[What you are asked to do] Every line in the listing that holds "muddy" counts once; state the total and nothing more.

[Dataset excerpts]
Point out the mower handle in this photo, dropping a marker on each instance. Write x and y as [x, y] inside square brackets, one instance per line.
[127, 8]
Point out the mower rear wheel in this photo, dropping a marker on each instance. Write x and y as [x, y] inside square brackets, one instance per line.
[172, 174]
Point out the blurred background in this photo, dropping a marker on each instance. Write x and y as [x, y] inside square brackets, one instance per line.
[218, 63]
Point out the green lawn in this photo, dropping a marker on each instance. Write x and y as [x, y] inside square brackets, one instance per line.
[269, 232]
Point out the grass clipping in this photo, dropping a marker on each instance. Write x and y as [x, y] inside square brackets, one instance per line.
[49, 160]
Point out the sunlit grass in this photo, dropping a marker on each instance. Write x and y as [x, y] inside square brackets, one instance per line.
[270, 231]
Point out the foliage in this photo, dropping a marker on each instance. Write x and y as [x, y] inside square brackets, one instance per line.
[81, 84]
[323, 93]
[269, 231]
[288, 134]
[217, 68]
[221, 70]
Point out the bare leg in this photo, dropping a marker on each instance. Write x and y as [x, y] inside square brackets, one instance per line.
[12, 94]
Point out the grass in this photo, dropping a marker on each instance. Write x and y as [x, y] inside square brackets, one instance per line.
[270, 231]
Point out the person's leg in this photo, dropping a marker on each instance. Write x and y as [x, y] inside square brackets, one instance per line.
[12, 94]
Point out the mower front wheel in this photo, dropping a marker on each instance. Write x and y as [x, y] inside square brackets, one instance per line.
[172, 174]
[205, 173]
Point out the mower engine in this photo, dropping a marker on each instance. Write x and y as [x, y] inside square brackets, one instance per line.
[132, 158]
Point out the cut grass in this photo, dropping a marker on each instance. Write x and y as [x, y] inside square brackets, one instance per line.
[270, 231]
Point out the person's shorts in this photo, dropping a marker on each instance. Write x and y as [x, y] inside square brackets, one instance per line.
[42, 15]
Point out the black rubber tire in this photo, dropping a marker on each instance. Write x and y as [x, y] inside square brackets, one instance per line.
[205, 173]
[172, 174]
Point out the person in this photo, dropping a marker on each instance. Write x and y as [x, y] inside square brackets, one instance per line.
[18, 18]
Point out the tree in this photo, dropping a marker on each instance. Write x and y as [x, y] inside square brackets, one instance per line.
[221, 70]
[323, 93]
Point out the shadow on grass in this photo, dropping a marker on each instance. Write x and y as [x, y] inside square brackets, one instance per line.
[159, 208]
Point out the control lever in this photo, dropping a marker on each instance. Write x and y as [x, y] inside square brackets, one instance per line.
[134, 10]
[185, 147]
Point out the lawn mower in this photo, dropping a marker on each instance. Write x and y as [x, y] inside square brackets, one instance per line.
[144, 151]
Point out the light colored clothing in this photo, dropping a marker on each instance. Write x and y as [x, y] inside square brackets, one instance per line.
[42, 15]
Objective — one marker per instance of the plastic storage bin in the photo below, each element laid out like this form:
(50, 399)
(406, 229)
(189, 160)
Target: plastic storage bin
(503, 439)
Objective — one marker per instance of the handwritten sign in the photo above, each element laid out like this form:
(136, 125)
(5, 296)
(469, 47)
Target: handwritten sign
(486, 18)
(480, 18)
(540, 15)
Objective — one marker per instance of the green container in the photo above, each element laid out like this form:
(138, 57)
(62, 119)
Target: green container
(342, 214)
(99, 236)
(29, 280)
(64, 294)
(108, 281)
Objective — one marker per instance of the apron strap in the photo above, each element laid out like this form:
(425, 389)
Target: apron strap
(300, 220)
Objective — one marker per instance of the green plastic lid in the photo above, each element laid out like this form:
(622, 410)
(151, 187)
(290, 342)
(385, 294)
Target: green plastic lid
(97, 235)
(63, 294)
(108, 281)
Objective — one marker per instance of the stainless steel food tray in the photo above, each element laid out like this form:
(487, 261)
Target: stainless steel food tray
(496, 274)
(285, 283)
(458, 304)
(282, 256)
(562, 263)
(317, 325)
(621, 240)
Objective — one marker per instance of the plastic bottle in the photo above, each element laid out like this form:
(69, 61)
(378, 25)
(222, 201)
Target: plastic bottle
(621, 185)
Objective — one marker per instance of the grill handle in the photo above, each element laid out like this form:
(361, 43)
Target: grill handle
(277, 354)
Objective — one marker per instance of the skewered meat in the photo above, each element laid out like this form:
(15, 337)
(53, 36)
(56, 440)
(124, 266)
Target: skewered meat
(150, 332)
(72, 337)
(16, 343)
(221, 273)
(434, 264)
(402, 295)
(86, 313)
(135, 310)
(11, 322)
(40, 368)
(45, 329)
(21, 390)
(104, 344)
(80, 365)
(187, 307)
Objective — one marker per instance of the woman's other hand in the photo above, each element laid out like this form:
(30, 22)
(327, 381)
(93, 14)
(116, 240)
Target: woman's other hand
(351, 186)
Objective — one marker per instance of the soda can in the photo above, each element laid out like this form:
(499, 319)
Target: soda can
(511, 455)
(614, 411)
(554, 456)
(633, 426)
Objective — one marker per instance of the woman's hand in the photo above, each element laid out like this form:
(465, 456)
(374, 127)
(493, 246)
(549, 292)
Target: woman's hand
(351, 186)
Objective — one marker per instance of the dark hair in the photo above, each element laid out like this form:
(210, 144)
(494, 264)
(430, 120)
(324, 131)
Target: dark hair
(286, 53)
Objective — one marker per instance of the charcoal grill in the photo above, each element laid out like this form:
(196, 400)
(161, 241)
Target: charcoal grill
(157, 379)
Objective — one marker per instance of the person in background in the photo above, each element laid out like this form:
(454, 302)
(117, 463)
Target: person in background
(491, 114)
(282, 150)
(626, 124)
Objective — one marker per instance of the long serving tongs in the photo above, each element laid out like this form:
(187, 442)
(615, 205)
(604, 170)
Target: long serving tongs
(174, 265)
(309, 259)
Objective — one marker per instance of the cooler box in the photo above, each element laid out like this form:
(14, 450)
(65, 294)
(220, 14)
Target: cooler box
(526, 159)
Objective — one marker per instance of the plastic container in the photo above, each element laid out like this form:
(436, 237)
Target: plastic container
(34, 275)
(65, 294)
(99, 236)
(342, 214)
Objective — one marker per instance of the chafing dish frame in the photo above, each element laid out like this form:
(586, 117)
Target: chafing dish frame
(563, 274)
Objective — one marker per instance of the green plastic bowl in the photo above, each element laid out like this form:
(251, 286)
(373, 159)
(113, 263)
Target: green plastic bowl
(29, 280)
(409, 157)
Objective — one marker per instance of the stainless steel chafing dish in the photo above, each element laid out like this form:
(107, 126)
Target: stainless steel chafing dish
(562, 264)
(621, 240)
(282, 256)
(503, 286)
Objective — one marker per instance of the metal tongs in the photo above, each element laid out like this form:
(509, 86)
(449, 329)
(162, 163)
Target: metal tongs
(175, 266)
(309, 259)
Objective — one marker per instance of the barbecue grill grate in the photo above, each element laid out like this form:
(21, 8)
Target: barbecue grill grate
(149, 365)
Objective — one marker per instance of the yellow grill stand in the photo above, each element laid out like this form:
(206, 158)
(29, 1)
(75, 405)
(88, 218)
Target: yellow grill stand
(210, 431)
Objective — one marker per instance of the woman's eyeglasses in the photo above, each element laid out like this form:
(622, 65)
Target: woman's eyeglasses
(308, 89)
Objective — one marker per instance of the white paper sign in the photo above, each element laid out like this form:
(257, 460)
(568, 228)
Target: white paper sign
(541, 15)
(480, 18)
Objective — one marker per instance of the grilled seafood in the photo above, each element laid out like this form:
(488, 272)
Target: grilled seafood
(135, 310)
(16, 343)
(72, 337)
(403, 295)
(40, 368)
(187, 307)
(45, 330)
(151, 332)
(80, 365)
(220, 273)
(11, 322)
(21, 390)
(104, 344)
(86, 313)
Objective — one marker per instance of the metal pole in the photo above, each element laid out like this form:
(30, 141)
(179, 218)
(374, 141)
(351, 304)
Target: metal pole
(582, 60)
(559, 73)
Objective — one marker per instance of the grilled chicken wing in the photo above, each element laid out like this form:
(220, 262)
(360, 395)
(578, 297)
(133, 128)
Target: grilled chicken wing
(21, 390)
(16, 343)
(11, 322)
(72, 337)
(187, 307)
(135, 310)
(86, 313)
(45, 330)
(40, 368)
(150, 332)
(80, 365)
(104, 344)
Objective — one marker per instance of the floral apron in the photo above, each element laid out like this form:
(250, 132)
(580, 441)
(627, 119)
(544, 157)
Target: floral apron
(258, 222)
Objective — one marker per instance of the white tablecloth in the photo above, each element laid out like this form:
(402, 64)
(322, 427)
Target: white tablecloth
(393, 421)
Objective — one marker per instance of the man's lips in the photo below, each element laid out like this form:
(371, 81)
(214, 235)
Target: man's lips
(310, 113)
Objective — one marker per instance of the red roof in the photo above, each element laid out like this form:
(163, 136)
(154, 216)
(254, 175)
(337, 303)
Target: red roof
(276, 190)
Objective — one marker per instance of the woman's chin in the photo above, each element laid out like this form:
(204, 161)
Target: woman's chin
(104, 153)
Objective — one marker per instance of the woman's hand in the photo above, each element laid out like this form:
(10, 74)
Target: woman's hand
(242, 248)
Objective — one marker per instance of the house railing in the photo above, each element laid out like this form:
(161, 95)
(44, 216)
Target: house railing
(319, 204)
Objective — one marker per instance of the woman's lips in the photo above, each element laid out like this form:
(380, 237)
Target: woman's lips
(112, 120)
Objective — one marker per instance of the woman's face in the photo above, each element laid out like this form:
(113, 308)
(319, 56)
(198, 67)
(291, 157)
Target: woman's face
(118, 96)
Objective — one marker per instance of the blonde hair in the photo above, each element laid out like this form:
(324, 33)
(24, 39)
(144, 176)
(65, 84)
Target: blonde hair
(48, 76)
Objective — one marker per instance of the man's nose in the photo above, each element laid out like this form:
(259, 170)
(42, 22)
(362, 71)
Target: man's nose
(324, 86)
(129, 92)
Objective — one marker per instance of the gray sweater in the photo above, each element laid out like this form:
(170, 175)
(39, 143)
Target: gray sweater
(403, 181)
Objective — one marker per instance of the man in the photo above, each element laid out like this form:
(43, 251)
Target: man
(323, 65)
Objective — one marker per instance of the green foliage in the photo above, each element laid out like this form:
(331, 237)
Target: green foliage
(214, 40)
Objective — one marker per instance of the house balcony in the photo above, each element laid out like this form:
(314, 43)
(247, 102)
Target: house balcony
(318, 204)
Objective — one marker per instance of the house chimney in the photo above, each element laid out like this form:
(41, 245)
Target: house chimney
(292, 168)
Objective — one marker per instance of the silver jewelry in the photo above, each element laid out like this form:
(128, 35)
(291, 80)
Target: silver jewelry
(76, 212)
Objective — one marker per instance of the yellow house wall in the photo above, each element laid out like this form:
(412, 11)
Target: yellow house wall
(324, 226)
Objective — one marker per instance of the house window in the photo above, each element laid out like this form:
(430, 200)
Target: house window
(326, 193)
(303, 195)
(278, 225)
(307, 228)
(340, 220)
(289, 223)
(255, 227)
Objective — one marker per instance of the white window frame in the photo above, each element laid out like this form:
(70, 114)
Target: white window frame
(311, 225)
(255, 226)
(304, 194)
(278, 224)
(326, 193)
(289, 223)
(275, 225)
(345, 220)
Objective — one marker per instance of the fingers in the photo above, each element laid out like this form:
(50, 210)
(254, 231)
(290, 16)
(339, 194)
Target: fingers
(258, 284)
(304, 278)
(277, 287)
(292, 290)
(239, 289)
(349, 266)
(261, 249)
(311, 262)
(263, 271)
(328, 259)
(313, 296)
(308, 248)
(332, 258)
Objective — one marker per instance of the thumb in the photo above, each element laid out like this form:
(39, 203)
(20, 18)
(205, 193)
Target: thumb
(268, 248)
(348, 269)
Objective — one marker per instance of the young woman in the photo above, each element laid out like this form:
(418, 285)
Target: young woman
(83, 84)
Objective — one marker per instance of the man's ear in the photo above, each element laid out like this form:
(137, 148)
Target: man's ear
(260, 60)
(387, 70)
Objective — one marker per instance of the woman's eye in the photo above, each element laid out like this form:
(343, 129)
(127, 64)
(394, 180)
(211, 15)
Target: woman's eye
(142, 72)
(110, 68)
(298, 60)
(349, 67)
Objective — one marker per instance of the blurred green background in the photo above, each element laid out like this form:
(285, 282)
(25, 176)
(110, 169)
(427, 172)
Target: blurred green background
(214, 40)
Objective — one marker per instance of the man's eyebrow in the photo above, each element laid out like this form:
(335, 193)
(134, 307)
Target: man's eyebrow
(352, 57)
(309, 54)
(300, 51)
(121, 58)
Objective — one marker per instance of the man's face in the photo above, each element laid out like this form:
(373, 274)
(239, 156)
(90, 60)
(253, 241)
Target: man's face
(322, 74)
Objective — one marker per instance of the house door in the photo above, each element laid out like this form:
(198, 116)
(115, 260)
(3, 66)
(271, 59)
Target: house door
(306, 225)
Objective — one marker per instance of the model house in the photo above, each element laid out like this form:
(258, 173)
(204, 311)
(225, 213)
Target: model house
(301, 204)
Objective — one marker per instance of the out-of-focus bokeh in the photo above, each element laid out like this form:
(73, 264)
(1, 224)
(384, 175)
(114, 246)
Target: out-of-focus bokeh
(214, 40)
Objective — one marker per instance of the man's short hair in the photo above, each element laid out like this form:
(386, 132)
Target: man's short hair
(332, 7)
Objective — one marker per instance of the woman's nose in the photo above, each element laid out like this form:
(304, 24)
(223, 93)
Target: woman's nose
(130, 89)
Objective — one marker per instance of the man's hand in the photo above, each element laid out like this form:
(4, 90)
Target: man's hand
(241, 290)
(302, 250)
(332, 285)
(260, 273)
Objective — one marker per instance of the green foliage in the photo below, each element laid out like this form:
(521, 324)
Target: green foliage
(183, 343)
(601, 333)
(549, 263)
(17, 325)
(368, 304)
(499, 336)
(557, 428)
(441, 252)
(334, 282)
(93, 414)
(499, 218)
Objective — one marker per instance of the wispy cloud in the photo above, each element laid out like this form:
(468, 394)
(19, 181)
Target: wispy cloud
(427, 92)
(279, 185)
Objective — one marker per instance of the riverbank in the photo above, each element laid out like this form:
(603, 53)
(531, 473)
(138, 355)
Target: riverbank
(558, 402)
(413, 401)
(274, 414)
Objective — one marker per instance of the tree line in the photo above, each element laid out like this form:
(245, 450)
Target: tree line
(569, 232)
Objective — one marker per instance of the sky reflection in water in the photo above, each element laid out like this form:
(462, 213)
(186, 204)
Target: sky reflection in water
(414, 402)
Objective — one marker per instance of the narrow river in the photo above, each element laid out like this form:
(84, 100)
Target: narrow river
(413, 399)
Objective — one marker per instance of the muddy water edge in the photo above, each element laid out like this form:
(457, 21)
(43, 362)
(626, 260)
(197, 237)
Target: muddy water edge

[Response below] 2